+++ Material for this exercise +++

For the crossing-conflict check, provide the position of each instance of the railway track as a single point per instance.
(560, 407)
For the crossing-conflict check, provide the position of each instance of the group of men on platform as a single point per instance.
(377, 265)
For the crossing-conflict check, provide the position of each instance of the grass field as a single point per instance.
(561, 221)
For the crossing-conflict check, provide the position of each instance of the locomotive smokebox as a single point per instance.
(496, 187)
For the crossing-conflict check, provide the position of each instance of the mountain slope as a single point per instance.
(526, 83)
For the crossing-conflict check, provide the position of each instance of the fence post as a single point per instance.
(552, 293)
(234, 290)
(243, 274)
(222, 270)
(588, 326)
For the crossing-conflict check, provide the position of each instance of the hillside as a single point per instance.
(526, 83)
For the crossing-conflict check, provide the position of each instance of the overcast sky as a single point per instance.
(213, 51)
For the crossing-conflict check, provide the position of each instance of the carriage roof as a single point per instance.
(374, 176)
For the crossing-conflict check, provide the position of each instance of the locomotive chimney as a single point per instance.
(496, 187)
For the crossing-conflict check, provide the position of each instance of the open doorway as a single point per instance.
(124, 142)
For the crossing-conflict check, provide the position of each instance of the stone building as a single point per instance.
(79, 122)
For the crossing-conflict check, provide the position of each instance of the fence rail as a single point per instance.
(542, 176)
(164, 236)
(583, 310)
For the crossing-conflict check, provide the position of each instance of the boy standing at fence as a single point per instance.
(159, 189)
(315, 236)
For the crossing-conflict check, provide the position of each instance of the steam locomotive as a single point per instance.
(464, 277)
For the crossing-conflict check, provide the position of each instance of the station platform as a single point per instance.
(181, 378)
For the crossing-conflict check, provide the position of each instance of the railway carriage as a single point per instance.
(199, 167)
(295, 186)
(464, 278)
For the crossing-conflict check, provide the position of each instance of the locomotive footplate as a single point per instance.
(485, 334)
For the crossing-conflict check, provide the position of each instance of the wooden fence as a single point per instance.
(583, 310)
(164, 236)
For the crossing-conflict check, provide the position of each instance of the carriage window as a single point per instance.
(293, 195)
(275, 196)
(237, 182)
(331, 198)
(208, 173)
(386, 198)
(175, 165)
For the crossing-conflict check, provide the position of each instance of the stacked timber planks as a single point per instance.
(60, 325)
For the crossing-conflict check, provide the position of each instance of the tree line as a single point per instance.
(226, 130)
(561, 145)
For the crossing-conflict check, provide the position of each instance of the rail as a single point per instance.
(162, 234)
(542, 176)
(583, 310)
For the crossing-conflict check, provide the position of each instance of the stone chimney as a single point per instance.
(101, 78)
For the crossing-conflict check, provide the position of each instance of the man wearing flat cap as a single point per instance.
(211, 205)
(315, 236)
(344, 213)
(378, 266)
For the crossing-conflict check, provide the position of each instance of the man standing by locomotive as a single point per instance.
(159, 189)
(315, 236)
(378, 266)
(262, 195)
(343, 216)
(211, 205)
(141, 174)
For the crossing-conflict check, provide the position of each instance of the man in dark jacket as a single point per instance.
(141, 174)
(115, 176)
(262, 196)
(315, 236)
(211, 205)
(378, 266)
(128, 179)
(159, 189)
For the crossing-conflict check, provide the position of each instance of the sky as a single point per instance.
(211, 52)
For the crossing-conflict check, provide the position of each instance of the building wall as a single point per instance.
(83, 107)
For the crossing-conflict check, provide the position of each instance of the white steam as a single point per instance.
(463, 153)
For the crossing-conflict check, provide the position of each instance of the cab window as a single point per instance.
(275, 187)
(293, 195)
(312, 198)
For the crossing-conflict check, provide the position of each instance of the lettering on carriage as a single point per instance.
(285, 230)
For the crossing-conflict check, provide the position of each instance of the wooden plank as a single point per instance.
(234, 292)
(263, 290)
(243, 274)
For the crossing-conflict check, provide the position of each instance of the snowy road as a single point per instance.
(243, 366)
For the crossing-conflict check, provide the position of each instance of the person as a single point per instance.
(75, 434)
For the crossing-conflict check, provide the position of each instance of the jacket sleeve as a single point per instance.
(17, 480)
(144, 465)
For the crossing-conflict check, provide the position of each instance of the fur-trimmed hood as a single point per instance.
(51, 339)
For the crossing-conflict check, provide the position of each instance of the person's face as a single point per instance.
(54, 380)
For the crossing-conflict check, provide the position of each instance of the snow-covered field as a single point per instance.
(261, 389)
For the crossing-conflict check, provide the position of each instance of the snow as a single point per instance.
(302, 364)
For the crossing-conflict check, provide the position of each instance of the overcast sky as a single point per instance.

+++

* **Task to carry out**: Repeat precisely the lines of the data starting at the one containing "road as a single point per instance.", last line included.

* **Written response**:
For the crossing-conflict check, provide the position of each instance of the snowy road as a single point per instance.
(243, 366)
For the crossing-conflict check, provide the position of each instance of the person as a single point per instance.
(75, 434)
For the crossing-conflict check, provide the position of each instance of the jacket sleeve as a single point per instance.
(17, 480)
(144, 465)
For the crossing-conflict check, provide the position of each instance of the fur-trimmed hood as a single point per instance.
(51, 339)
For the crossing-conflict check, provide the position of each instance of the person's face as a single point per instance.
(54, 380)
For the crossing-conflict check, provide the position of each instance of the snow-covered field as a single point per instance.
(261, 389)
For the crossing-conflict check, provide the position of each instance of the snow as a single point per instance.
(302, 364)
For the crossing-conflict check, provide the position of each instance of the overcast sky as a single point per instance.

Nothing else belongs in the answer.